## GIVEN EXERCISE:
Output the stretch of entries from the line containing "Expected content: conference" through the line containing "145 208 209 256", both included, as a JSON list of strings with one string per line and blank lines omitted.

Dataset extracts labeled with boxes:
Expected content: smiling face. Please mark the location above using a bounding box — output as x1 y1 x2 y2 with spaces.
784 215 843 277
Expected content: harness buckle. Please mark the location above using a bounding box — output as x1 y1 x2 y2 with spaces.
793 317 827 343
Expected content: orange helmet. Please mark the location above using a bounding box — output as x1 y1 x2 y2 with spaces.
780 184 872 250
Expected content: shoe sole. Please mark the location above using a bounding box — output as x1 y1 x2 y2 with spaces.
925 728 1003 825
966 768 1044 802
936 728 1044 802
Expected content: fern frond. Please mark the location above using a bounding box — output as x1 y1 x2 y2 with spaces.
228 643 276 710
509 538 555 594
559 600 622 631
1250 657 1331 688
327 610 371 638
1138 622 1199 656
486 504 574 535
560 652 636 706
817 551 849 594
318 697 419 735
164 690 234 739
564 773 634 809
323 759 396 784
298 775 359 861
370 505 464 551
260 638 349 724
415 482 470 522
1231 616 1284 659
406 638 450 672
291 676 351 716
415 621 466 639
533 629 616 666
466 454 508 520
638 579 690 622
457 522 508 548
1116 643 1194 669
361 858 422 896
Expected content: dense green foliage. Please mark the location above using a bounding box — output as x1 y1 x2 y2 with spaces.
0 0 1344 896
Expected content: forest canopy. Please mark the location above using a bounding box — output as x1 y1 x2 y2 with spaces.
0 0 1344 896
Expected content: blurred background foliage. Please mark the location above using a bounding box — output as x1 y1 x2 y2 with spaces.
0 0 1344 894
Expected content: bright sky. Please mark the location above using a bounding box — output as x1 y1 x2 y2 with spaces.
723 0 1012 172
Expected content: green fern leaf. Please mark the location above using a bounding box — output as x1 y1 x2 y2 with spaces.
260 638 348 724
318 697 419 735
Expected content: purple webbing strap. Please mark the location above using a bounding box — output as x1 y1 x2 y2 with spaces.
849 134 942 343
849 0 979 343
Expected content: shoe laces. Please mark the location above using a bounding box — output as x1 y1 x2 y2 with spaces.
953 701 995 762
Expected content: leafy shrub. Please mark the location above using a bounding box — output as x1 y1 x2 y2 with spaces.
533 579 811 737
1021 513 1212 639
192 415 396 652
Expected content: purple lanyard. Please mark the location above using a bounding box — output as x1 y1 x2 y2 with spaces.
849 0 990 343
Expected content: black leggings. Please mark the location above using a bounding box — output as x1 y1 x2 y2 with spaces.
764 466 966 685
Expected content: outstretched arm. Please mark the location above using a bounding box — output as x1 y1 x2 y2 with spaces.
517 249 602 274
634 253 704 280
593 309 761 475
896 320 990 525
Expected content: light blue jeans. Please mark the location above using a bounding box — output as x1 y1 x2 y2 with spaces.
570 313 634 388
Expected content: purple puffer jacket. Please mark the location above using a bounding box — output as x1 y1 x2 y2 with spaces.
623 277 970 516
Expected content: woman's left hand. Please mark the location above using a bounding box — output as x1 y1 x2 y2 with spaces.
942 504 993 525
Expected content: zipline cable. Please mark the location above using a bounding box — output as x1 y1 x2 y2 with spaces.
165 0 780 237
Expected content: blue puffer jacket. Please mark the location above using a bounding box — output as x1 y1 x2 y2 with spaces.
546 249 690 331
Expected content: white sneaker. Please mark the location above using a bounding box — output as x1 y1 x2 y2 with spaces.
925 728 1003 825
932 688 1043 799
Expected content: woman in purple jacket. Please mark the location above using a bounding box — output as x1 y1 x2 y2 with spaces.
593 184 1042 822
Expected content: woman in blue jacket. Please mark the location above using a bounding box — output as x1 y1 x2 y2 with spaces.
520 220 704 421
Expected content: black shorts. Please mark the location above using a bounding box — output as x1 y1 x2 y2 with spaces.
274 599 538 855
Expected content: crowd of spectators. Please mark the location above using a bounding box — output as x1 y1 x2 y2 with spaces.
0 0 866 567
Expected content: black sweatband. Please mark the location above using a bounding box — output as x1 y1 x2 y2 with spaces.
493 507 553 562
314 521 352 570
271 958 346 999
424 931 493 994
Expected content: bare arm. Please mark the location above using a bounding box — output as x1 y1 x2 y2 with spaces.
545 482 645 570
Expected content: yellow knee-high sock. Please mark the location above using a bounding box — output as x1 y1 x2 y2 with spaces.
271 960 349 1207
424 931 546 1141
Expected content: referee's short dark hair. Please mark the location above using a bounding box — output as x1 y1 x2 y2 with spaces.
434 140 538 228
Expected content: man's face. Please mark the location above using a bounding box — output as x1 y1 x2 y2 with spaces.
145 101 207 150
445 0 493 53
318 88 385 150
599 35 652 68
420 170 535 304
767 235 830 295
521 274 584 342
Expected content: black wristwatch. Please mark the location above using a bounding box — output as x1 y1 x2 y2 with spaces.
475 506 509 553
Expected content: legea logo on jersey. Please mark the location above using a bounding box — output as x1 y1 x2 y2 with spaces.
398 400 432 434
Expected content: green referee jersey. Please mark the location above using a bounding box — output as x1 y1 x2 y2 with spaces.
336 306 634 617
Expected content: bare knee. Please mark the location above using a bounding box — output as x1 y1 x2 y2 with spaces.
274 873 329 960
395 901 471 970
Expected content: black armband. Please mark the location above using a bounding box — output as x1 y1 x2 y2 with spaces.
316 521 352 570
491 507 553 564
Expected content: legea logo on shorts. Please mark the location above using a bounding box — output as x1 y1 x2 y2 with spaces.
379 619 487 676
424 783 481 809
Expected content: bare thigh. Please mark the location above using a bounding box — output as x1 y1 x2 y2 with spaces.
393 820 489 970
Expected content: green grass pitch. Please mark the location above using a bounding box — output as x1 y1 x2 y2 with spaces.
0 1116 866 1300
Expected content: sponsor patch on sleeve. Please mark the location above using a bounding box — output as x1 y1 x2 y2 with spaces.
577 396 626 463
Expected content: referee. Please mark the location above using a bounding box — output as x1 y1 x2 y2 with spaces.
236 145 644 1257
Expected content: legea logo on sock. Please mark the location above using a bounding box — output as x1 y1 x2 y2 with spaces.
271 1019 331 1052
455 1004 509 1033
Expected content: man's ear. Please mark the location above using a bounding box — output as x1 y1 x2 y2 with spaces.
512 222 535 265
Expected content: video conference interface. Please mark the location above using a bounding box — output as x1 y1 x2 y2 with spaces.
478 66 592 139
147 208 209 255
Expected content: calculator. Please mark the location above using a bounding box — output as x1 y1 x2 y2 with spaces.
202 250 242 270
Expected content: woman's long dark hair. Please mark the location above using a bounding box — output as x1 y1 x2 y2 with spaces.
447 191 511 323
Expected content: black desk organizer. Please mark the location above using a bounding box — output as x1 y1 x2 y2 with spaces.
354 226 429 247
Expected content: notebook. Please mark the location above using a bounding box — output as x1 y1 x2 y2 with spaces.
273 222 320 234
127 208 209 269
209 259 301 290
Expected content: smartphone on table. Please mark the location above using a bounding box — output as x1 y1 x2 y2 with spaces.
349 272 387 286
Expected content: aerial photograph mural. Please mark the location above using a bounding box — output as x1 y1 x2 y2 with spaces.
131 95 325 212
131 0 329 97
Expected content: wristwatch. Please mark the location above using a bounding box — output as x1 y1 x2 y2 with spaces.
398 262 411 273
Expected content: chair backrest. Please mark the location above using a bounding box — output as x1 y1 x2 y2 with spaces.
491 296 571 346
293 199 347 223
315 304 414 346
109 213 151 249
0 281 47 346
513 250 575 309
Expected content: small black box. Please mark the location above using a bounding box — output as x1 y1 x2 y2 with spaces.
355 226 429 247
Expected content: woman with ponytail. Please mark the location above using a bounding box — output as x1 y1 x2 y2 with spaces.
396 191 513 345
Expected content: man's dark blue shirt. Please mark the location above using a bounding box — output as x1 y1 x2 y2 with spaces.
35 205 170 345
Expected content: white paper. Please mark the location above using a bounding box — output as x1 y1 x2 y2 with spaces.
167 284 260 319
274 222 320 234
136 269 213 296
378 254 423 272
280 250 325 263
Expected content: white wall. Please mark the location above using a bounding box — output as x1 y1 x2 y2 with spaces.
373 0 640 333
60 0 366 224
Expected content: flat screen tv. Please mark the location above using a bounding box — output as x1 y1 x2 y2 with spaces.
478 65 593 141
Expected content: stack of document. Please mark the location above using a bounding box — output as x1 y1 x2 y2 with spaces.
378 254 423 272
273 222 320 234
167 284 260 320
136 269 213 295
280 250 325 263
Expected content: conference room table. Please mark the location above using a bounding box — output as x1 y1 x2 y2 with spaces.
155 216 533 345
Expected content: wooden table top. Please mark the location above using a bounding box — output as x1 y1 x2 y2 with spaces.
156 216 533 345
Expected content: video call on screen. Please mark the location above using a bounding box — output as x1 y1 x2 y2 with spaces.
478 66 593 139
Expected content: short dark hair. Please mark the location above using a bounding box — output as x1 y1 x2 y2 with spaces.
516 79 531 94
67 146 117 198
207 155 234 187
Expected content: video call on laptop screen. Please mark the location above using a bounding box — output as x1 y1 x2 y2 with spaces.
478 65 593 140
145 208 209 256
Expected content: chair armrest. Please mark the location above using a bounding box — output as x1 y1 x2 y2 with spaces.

## EXERCISE OUTPUT:
[
  "Expected content: conference room table. Please mark the location above using a bounding box — output as x1 y1 x2 y2 with spaces.",
  "155 216 533 345",
  "Expected content: wooden table top. Please mark the location above using a bounding box — output as x1 y1 x2 y2 with spaces.",
  "156 216 533 345",
  "Expected content: video call on screen. Please mark the location above using a bounding box — output as x1 y1 x2 y2 with spaces.",
  "478 66 593 139",
  "Expected content: short dark hair. Please mark the location above using a bounding box — output as x1 y1 x2 y2 with spaces.",
  "516 79 531 94",
  "67 146 117 198",
  "207 155 234 187",
  "Expected content: video call on laptop screen. Please mark the location above using a bounding box — output as x1 y1 x2 y2 with spaces.",
  "478 65 593 140",
  "145 208 209 256"
]